• _Records supplied_
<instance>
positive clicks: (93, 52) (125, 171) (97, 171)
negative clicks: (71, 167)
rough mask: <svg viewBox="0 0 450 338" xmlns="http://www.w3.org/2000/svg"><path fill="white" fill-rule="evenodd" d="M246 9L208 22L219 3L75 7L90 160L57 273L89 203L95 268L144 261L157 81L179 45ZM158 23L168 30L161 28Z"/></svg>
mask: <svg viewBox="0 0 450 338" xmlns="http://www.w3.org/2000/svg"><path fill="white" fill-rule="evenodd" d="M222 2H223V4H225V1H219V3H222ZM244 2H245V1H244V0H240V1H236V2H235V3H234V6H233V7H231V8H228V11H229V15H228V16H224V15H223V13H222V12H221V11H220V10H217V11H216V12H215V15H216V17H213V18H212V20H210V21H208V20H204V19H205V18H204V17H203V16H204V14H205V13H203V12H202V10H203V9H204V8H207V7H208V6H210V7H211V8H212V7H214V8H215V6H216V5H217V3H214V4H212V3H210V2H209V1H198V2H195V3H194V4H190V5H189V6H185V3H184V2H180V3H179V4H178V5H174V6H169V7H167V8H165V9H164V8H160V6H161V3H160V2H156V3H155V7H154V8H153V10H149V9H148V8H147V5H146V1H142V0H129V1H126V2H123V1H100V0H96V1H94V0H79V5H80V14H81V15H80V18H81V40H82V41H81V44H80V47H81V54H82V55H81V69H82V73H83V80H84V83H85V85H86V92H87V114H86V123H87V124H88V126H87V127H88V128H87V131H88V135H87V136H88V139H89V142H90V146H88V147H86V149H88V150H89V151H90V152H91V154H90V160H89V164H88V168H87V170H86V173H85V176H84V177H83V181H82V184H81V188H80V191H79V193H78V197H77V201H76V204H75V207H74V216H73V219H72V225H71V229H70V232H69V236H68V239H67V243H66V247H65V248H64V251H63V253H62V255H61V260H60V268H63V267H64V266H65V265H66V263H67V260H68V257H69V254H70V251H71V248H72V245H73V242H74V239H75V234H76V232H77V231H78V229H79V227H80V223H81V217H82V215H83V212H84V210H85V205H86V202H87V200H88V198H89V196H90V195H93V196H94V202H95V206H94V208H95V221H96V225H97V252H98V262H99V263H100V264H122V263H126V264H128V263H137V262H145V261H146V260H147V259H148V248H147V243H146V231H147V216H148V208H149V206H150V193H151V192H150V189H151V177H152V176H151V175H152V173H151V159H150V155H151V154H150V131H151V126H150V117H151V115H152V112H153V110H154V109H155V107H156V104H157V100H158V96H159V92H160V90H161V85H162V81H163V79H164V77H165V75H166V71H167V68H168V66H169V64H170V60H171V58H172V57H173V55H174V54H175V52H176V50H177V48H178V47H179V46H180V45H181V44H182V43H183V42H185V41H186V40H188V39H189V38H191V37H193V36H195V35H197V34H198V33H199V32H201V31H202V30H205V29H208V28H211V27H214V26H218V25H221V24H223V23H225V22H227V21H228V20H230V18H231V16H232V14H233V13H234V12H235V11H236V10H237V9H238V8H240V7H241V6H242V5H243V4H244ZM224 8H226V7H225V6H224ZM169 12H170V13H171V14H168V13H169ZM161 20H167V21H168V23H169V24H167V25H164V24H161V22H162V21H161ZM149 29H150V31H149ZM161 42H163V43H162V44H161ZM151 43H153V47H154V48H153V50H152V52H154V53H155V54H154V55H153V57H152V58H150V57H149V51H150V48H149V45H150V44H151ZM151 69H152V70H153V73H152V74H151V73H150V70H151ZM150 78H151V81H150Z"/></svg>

• _Work order_
The lines above that hold "clicks" are the result; show every one of them.

• _Reply_
positive clicks: (93, 52) (125, 171) (97, 171)
negative clicks: (71, 167)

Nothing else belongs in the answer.